======== STORED DATA ========

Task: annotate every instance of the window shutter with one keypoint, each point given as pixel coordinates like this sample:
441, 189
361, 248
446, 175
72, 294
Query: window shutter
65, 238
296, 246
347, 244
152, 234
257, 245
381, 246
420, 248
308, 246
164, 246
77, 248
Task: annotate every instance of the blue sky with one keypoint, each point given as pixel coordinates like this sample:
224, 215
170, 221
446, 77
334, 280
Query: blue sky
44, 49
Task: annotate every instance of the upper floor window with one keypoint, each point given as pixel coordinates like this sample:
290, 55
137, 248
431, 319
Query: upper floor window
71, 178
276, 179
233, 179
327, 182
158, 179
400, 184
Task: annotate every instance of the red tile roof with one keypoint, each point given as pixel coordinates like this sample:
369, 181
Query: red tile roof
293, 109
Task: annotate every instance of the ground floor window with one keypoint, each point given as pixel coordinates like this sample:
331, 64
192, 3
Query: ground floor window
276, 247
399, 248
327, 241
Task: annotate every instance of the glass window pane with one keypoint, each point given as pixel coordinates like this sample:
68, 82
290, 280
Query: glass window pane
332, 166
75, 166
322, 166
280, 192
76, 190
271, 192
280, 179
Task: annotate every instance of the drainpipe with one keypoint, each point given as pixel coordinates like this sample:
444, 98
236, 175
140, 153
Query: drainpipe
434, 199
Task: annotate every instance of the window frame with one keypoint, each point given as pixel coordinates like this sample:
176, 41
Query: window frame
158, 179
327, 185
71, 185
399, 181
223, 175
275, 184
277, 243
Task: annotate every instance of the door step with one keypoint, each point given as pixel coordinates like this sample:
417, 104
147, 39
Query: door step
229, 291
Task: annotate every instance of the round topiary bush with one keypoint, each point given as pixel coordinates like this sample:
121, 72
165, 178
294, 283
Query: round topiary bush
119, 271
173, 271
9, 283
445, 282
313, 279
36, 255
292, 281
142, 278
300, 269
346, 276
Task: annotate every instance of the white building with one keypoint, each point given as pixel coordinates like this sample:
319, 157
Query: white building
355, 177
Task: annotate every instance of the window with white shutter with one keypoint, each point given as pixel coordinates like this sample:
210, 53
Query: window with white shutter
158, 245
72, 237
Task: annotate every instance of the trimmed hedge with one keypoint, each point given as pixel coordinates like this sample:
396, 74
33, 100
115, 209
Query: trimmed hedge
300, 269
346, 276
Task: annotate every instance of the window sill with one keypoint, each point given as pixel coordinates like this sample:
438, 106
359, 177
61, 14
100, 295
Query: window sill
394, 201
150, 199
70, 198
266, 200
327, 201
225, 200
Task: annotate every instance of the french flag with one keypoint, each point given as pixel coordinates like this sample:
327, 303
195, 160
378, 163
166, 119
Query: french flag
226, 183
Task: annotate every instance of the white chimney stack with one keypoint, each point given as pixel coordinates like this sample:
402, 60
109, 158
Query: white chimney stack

========

Please reproduce every line of the material word for word.

◆ COMPLETE OUTPUT:
Task: annotate every instance of the window shutter with one keypoint, each point given as pixel coordinates like this sample:
441, 189
361, 248
446, 175
72, 294
Query: window shutter
65, 238
296, 246
347, 244
152, 234
257, 245
381, 246
420, 248
308, 246
164, 246
77, 248
Task: annotate every instance of the blue sky with one keypoint, each point given as pixel coordinates like this sample:
224, 215
170, 221
446, 77
334, 280
Query: blue sky
44, 49
Task: annotate every instance of the upper floor window with one keypoint, each point given as pixel coordinates like this sample:
290, 55
137, 248
431, 319
Query: upper floor window
71, 178
276, 179
233, 179
327, 182
158, 179
400, 184
Task: annotate every instance of the red tile roof with one keypoint, each point given as pixel coordinates like this sample:
369, 181
Query: red tile roof
293, 109
Task: annotate every instance of the ground floor window with one keypoint, each point given as pixel coordinates like this sample:
331, 64
192, 3
Query: ground floor window
276, 247
399, 248
327, 241
Task: annotate every instance of the glass window pane with one keypoint, each point given as pixel coordinates like this sample:
68, 82
290, 280
Query: glass window pane
332, 166
75, 166
322, 166
280, 192
76, 190
271, 192
280, 179
Task: annotate every instance of the drainpipe with one keypoint, each point given as pixel coordinates like this sample:
444, 98
236, 175
140, 153
Query: drainpipe
434, 199
Task: annotate every instance of the window frame with one keypoint, each point given as pixel coordinates like this sample:
176, 41
Query: window frame
158, 179
327, 185
71, 185
399, 181
223, 175
275, 184
277, 243
Task: annotate every instance of the door step with one keypoint, each point given as pixel coordinates like this sample:
417, 104
147, 39
Query: door step
229, 291
Task: annotate every instance of the round topiary bush with one keypoint, each point given as pixel coordinates like this sample:
121, 72
165, 178
294, 283
Query: round topiary bush
119, 271
173, 271
9, 283
445, 282
313, 279
36, 255
292, 281
142, 278
300, 269
346, 276
Task: annotate every instance of the white building with one keypoint, each point given as pixel coordinates like this sample:
319, 157
Query: white building
355, 177
Task: annotate every instance of the window with white shutter with one keypoint, each point given as pixel coordinates like this sample:
210, 53
Query: window with white shutter
158, 245
72, 237
Task: annotate every instance of the trimmed hedge with one keypoint, each point given as pixel coordinates like this sample:
396, 74
33, 100
115, 209
Query: trimmed hedge
300, 269
346, 276
Task: annotate every instance of the window sill with one keypoint, each point given as pixel coordinates like this sample:
438, 106
359, 177
61, 14
100, 295
Query: window sill
394, 201
150, 199
70, 198
266, 200
327, 201
225, 200
Task: annotate every instance of the french flag with one keypoint, each point given as pixel coordinates like this sample:
327, 303
195, 160
378, 163
166, 119
Query: french flag
226, 183
Task: annotate every instance of the white chimney stack with one keypoint, each point given as pixel coordinates like this sample:
402, 60
109, 158
Query: white chimney stack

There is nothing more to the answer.